WRITTEN INSTRUCTION 1: In the deer-hunting forum thread, which road is the farm on the Jenkins/Screven county line located off of?
WRITTEN INSTRUCTION 2: Extend the deer-hunting forum thread about Effingham and Screven Counties by writing the post that follows its final header.

TEXT SHOWN:

# Effingham/Screven Counties!!!



## GaBowman21 (Oct 17, 2007)

Anybody seen any bucks chasing yet?


----------



## tmoore912 (Oct 17, 2007)

My buddy that I hunt with has his farm on the Jenkins/ Screven county line off Buttermilk road.  He saw a big one following a doe last Thursday afternoon.  Not really chasing , but following for sure.  This was after he arrowed a nice 8 pointer that came in his( my buddy's)  direction after he had grunted at him.


----------



## GaBowman21 (Oct 18, 2007)

*Tuesday afternoon!*

My buddy and myself went to our club on Tuesday afternoon.  I ended seeing about 11 does and he saw 4 bucks and 4 does.  Two of the bucks were shooters, a decent 7 and nice mature 9 point.  The 9 point did the snort wheeze and was bumping the does around a bit.  I think all we need is a cool streak to come through and these boys will be going crazy.


----------



## Gunnar75 (Oct 21, 2007)

*Jenkins County*

Had a small 8 pt running a doe real hard opening morning.


----------



## GaBowman21 (Oct 25, 2007)

DATA LINES:
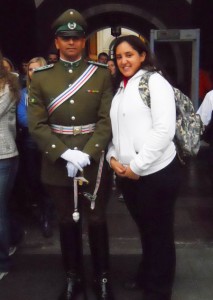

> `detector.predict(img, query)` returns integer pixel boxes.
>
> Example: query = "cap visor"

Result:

RESPONSE 1: Buttermilk road.

RESPONSE 2:
Some of the bucks on the club are pushing the does real hard and maybe breeding a few does.  Three bucks have been killed off our club and all of their hocks were black and stinkin'.


----------



## Buck Only (Oct 26, 2007)

Screven County rut is starting!!!  Lots of bucks seens chasing and many killed.


----------



## runtodaylite (Oct 7, 2008)

We are hunting off Jenk Hill Road and have just just finished with 2 weeks of logging timber.  Have not seen much sign or rut activity.  Just got the food plots  down on Monday.  Hopefully we will get some forecasted rain Wed.


----------



## Condor (Oct 19, 2008)

*Screven County*

Saw 8 point chasing a doe and saw some bucks sparing on Sunday.   I think the pre-rut phase is starting which seems early.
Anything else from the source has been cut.